What you will do: A complete, exact copy of the records below is the required result.

Stored data entries:
···
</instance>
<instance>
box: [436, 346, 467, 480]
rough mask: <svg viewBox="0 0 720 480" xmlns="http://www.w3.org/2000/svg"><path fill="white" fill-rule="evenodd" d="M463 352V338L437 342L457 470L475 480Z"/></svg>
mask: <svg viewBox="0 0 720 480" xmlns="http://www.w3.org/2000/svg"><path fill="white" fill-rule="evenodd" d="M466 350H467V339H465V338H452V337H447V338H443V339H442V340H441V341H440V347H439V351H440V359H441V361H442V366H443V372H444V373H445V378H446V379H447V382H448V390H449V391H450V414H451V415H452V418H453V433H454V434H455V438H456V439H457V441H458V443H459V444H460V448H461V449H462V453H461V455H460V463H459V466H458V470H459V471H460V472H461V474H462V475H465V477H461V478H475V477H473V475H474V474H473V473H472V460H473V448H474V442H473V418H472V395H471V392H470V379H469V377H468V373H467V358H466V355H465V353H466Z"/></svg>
···
Output of the task:
</instance>
<instance>
box: [436, 346, 467, 480]
rough mask: <svg viewBox="0 0 720 480" xmlns="http://www.w3.org/2000/svg"><path fill="white" fill-rule="evenodd" d="M463 352V338L437 342L457 470L475 480Z"/></svg>
mask: <svg viewBox="0 0 720 480" xmlns="http://www.w3.org/2000/svg"><path fill="white" fill-rule="evenodd" d="M466 350H467V339H465V338H452V337H447V338H443V339H442V340H441V341H440V347H439V351H440V359H441V361H442V366H443V372H444V373H445V378H446V379H447V382H448V390H449V391H450V414H451V415H452V418H453V433H454V434H455V438H456V439H457V441H458V443H459V444H460V448H461V449H462V453H461V455H460V463H459V466H458V470H459V471H460V472H461V474H462V475H465V477H461V478H475V477H473V475H474V474H473V473H472V460H473V448H474V442H473V418H472V395H471V392H470V379H469V377H468V373H467V358H466V355H465V353H466Z"/></svg>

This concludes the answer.